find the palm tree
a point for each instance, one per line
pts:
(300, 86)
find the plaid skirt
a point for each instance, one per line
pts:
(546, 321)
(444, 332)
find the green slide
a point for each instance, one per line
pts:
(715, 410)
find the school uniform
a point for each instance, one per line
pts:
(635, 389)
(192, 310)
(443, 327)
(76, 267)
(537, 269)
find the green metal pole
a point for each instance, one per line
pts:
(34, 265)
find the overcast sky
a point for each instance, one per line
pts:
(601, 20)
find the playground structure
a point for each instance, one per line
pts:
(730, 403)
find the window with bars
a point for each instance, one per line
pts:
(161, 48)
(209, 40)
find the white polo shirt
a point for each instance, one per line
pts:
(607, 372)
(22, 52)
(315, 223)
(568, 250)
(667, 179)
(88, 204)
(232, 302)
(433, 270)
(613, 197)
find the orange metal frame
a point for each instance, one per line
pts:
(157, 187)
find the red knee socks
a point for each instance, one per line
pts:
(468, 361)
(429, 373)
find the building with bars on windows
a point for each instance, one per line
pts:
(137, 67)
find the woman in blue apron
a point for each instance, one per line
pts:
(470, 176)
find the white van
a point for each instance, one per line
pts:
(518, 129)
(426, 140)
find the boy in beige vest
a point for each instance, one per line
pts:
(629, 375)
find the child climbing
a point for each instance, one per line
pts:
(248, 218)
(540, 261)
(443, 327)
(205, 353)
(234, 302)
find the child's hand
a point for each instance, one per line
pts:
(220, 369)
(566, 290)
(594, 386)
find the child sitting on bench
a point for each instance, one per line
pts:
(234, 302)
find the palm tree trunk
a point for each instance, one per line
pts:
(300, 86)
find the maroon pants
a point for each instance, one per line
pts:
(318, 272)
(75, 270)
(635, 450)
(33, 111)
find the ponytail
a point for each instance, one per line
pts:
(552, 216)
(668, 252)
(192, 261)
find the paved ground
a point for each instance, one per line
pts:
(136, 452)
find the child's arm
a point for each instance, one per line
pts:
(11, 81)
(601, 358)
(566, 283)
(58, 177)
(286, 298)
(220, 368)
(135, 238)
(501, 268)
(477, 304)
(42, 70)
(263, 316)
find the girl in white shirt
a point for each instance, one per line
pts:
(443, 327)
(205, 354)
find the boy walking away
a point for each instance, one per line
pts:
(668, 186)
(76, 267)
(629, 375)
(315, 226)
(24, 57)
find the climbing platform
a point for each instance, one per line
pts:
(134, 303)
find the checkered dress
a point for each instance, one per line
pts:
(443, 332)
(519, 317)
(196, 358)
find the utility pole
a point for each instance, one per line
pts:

• • •

(TASK DETAILS):
Switch "maroon pants" to "burgundy pants" and write out all the lines again, with nothing else changed.

(COMPLETE RESPONSE):
find the palm tree
a point for each instance, one per line
pts:
(300, 86)
find the plaid skirt
a point for each instance, one per line
pts:
(546, 321)
(444, 332)
find the green slide
a point for each instance, one per line
pts:
(715, 410)
find the school uniform
a point for each instance, one per line
pts:
(635, 389)
(192, 310)
(443, 327)
(76, 267)
(537, 269)
find the green metal pole
a point for each instance, one per line
pts:
(34, 265)
find the overcast sky
a point for each instance, one per line
pts:
(601, 20)
find the playground structure
a point for each instance, one per line
pts:
(730, 403)
find the window with bars
a point for each instance, one per line
pts:
(161, 48)
(209, 40)
find the white polo shirt
a point for each instance, one per line
pts:
(607, 372)
(22, 52)
(315, 223)
(568, 250)
(667, 179)
(88, 204)
(232, 302)
(433, 270)
(613, 197)
find the orange metal frame
a point for each instance, one per line
pts:
(157, 187)
find the red knee socks
a point for each instance, one per line
pts:
(468, 361)
(429, 373)
find the building with bars on windows
a point for each instance, one per line
pts:
(137, 67)
find the woman in blue apron
a point for each instance, one per line
pts:
(470, 176)
find the white van
a point for each instance, one per line
pts:
(518, 129)
(426, 140)
find the boy in beige vest
a point for each instance, one per line
pts:
(629, 375)
find the child climbing
a point for each instance, one per line
pts:
(248, 218)
(540, 261)
(443, 327)
(205, 353)
(234, 302)
find the child's hand
a point for each instance, one per line
pts:
(220, 369)
(566, 290)
(594, 386)
find the child sitting on bench
a point for each instance, one per line
pts:
(234, 302)
find the palm tree trunk
a point for each instance, one per line
pts:
(300, 86)
find the burgundy pants
a point for each instance, one per line
pts:
(318, 272)
(75, 270)
(635, 450)
(33, 111)
find the ponytail
a point for each instance, one per line
pts:
(552, 216)
(668, 252)
(192, 261)
find the paved ground
a point for each instance, one per line
pts:
(136, 452)
find the child's arm
a point for each instance, one per line
pts:
(11, 81)
(601, 358)
(566, 283)
(58, 177)
(286, 298)
(220, 368)
(135, 238)
(501, 268)
(477, 304)
(42, 70)
(263, 316)
find the girl in white shirt
a point for each instance, one per line
pts:
(443, 327)
(205, 354)
find the boy walking away
a point for each instance, one per line
pts:
(668, 186)
(76, 267)
(629, 375)
(315, 226)
(24, 57)
find the climbing platform
a point for each instance, one per line
pts:
(134, 303)
find the checkered dress
a point for each instance, one per line
pts:
(443, 332)
(519, 317)
(196, 358)
find the utility pole
a point for each instance, one per line
pts:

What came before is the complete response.